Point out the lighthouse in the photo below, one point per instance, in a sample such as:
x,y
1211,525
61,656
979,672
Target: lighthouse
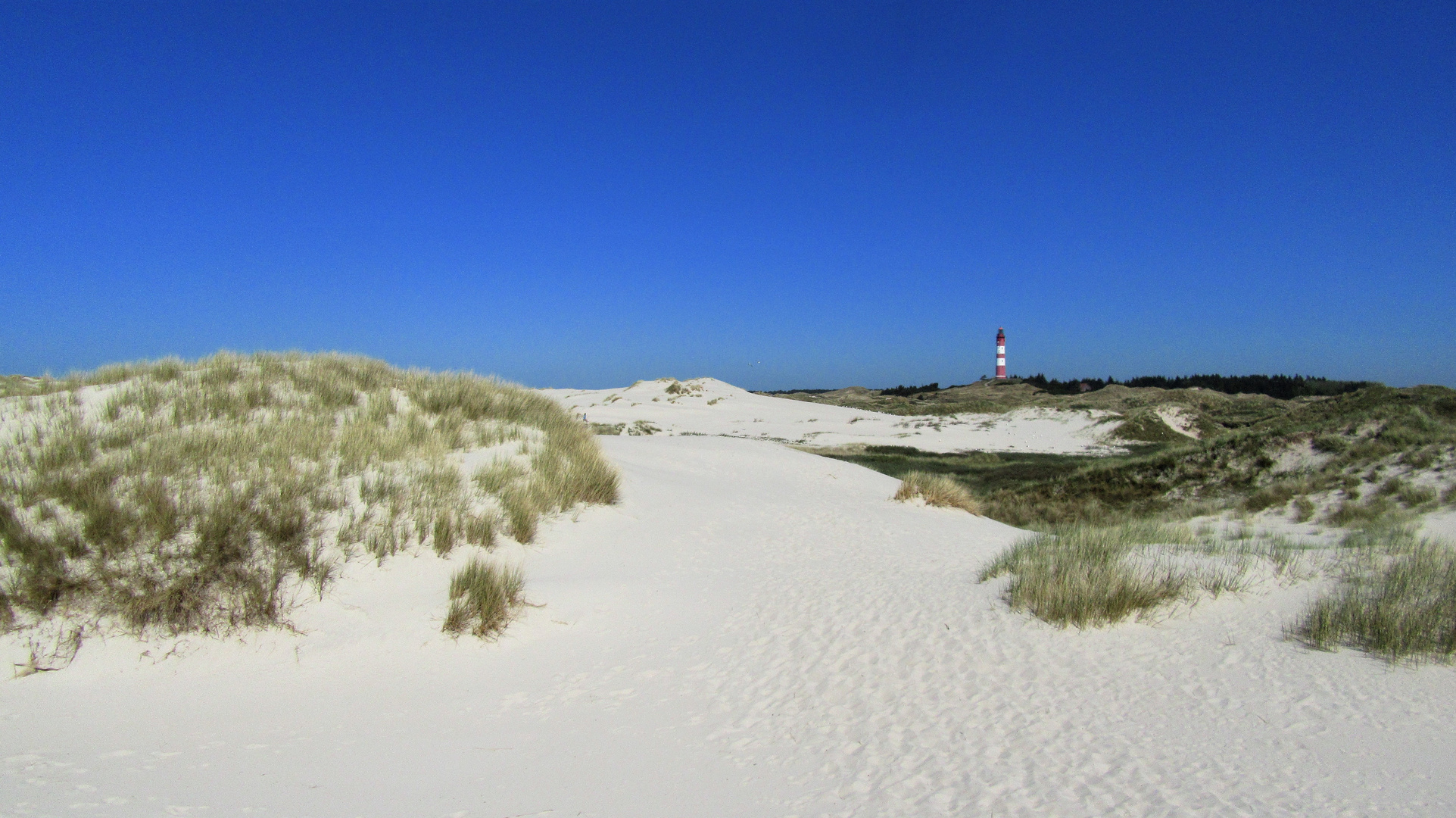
x,y
1001,353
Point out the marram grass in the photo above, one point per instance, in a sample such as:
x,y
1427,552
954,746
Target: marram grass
x,y
937,489
484,597
200,497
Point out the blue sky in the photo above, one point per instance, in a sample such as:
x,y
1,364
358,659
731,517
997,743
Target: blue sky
x,y
586,194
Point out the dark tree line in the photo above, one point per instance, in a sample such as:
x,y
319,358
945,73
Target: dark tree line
x,y
1283,388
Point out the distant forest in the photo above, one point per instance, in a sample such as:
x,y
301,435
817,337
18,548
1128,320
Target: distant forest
x,y
1283,388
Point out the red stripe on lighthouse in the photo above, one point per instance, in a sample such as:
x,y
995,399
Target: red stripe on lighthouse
x,y
1001,353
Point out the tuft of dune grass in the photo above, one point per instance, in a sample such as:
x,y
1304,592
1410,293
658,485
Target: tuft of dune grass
x,y
484,597
937,489
197,497
1397,600
1094,576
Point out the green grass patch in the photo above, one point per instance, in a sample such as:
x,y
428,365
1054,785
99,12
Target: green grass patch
x,y
201,497
1397,600
484,597
1096,576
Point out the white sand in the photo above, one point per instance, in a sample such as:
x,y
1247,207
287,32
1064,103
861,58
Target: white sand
x,y
752,632
716,408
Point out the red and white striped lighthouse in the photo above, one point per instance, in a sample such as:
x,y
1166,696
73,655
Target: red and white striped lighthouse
x,y
1001,353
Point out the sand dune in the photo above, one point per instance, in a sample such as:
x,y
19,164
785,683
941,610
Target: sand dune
x,y
753,631
708,407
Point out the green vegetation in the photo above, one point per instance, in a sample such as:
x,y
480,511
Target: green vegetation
x,y
1397,600
482,598
1107,545
1345,447
173,497
1085,576
937,489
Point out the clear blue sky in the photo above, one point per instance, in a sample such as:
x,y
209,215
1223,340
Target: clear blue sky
x,y
586,194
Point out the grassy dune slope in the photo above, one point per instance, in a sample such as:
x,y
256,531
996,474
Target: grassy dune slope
x,y
197,497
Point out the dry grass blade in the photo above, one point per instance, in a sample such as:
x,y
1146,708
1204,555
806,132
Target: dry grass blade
x,y
937,489
484,597
1397,600
197,497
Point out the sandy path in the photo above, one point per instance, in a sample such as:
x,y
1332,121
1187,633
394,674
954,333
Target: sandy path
x,y
753,632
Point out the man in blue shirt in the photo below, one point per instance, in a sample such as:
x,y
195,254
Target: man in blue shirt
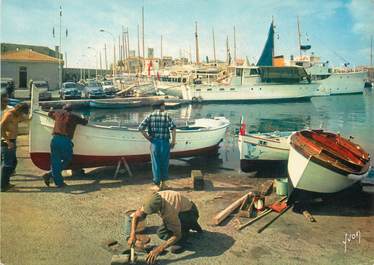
x,y
156,128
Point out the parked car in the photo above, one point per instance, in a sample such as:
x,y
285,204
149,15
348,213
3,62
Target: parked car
x,y
108,87
43,87
93,90
70,90
7,84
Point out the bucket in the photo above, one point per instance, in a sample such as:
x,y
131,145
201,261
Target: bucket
x,y
281,186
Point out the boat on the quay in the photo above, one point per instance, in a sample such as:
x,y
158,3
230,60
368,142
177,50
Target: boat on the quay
x,y
332,81
261,82
114,104
97,145
264,151
325,162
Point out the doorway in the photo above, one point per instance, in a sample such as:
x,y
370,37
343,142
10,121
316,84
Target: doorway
x,y
23,77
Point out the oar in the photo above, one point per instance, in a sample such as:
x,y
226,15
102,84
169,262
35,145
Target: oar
x,y
275,218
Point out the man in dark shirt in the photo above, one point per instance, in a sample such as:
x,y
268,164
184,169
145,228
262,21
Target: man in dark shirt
x,y
61,144
156,128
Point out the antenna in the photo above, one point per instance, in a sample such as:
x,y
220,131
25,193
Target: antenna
x,y
234,45
371,51
299,34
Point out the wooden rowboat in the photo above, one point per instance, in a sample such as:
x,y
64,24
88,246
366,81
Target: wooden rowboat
x,y
325,162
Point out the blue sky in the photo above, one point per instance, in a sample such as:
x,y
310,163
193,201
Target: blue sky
x,y
338,30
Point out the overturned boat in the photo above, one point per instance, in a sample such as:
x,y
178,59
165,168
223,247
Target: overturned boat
x,y
325,162
96,146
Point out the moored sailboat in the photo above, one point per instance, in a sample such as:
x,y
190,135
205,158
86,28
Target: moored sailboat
x,y
325,162
96,145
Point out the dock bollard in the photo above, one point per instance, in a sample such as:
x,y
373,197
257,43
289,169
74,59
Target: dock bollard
x,y
197,180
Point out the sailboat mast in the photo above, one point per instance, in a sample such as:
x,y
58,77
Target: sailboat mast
x,y
234,45
143,31
197,44
371,51
214,47
299,34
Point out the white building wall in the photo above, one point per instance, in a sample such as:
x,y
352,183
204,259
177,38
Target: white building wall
x,y
35,70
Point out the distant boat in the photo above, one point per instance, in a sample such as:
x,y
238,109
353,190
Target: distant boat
x,y
96,145
332,81
264,151
325,162
114,104
252,83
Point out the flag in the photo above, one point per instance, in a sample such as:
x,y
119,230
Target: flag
x,y
242,126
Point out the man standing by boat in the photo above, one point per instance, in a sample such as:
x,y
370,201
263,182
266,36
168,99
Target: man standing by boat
x,y
179,215
158,125
9,131
61,143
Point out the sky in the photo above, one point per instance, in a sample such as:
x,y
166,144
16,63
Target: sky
x,y
339,31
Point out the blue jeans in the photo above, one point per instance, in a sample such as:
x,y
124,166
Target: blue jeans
x,y
61,156
8,163
160,152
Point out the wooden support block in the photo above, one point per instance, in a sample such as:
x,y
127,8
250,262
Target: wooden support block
x,y
197,180
120,259
218,218
267,187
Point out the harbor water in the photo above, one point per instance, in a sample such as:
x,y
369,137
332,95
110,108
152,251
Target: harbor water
x,y
350,115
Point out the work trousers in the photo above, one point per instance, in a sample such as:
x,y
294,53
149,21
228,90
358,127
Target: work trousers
x,y
160,153
8,163
61,156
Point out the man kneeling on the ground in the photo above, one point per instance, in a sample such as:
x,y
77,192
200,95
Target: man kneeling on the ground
x,y
179,216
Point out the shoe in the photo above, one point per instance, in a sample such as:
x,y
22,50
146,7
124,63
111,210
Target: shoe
x,y
8,187
155,188
163,186
47,178
63,185
176,249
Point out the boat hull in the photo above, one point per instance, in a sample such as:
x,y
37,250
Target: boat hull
x,y
264,152
308,175
343,83
250,92
325,162
96,146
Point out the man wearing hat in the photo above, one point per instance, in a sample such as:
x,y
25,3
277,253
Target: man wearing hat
x,y
10,118
158,125
61,143
179,215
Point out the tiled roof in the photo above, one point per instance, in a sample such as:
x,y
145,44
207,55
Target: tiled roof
x,y
27,56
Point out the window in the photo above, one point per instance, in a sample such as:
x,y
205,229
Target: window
x,y
254,72
239,72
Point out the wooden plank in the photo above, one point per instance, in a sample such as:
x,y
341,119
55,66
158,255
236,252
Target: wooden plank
x,y
218,218
267,187
197,180
255,219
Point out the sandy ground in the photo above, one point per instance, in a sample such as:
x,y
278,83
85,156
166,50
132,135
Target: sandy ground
x,y
41,225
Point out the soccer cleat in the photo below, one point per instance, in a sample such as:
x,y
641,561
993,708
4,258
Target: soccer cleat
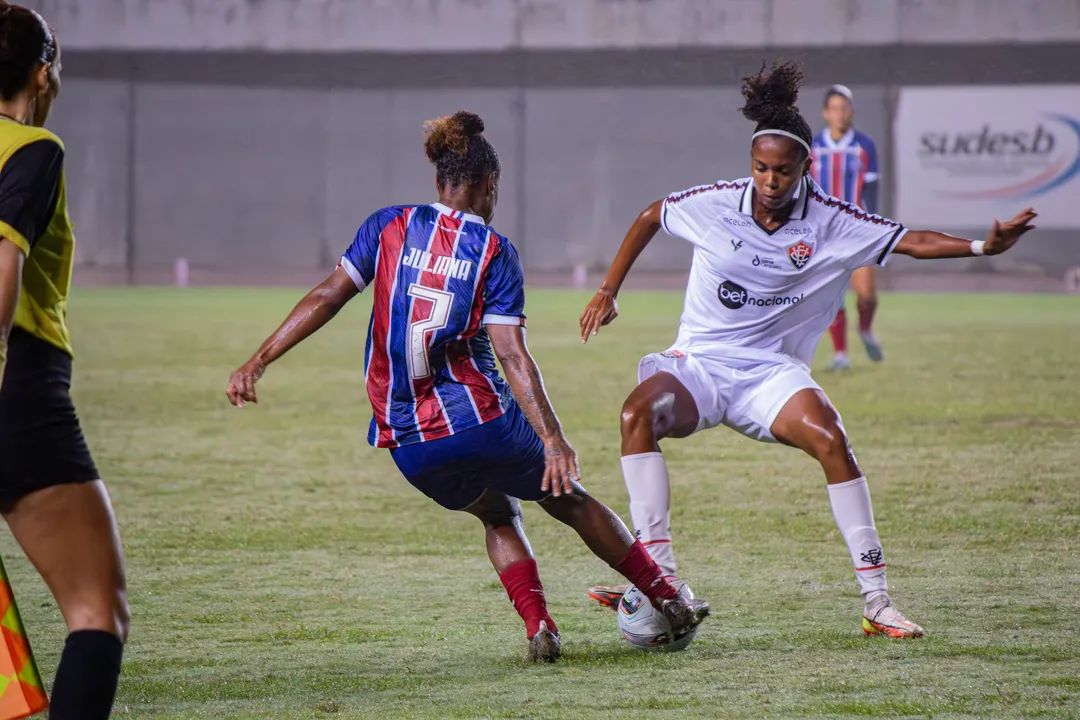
= = = = = = =
Using the data above, tally each line that contains "below". Write only the total.

3